Sebaliknya, politik identitas menunjukkan bahwa beberapa politisi belum siap untuk membangun negara dalam konteks yang lebih luas. Metode ini lebih mencerminkan cara berpikir dan nilai-nilai di masa lalu, ketika identitas menjadi penanda utama dalam kehidupan sosial. Namun, di era globalisasi saat ini, yang semakin menekankan kompetensi dan kolaborasi lintas identitas, metode ini tidak hanya usang tetapi juga merugikan.

Politik identitas seharusnya dianggap kuno oleh masyarakat demokrasi yang matang. Pemimpin yang layak dipilih adalah mereka yang dapat memecahkan masalah nyata dan membawa bangsa menuju masa depan yang lebih baik, bukan mereka yang hanya mengandalkan identitas untuk mendapatkan dukungan. Sebaliknya, kita membutuhkan politik yang berbasis kinerja dan rekam jejak. 

Mengakhiri politik identitas adalah langkah penting menuju politik yang lebih baik, dewasa, dan beradab. Dengan menghindari metode kuno yang dapat memecah belah, kita dapat berkonsentrasi pada politik yang memajukan, politik yang menghargai perbedaan tanpa menggunakannya sebagai alat untuk memecah belah, dan politik yang benar-benar bekerja untuk kepentingan umum.

• _MATERI YANG DITAMPILKAN_
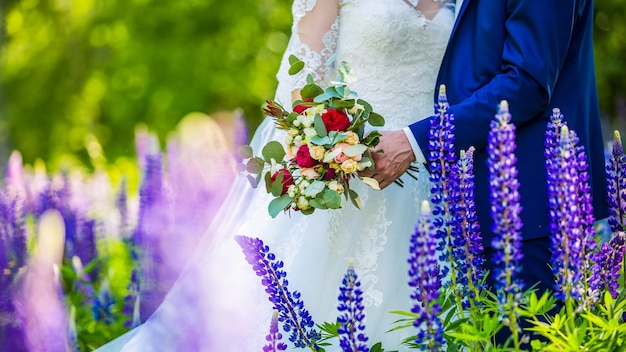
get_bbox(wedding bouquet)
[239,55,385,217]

==

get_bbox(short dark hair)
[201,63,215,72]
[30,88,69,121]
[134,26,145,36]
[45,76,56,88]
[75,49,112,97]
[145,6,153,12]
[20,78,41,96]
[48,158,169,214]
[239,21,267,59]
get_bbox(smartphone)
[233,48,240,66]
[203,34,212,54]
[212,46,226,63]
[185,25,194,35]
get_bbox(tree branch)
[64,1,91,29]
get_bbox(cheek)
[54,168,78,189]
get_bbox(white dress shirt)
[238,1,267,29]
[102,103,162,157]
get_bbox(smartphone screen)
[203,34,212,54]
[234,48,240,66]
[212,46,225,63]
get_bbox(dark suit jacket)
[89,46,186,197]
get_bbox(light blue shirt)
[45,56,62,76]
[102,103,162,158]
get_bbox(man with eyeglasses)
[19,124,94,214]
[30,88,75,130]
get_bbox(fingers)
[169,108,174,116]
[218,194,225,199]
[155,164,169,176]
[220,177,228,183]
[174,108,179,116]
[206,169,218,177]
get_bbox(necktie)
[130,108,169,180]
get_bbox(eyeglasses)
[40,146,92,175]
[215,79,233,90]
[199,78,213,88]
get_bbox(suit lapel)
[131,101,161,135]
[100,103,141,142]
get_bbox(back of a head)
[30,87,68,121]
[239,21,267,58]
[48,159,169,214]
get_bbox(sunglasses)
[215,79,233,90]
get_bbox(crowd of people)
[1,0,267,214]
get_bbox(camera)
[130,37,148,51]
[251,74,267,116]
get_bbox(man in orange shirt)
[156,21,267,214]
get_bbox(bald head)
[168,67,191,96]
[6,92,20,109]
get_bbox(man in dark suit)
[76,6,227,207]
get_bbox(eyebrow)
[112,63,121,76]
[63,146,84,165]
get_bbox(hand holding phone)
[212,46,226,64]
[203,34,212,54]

• _TUJUAN TUGAS A_
Menurut teks tentang politik identitas, pemimpin seperti apa yang layak dipilih?
• _TUJUAN TUGAS B_
Salinlah tanpa perubahan bagian teks tentang politik identitas yang dimulai dari "Sebaliknya, politik identitas" hingga "dan rekam jejak.".

• _JAWABAN TERTULIS A_
Pemimpin yang layak dipilih adalah mereka yang dapat memecahkan masalah nyata dan membawa bangsa menuju masa depan yang lebih baik.

• _JAWABAN TERTULIS B_
Sebaliknya, politik identitas menunjukkan bahwa beberapa politisi belum siap untuk membangun negara dalam konteks yang lebih luas. Metode ini lebih mencerminkan cara berpikir dan nilai-nilai di masa lalu, ketika identitas menjadi penanda utama dalam kehidupan sosial. Namun, di era globalisasi saat ini, yang semakin menekankan kompetensi dan kolaborasi lintas identitas, metode ini tidak hanya usang tetapi juga merugikan.

Politik identitas seharusnya dianggap kuno oleh masyarakat demokrasi yang matang. Pemimpin yang layak dipilih adalah mereka yang dapat memecahkan masalah nyata dan membawa bangsa menuju masa depan yang lebih baik, bukan mereka yang hanya mengandalkan identitas untuk mendapatkan dukungan. Sebaliknya, kita membutuhkan politik yang berbasis kinerja dan rekam jejak.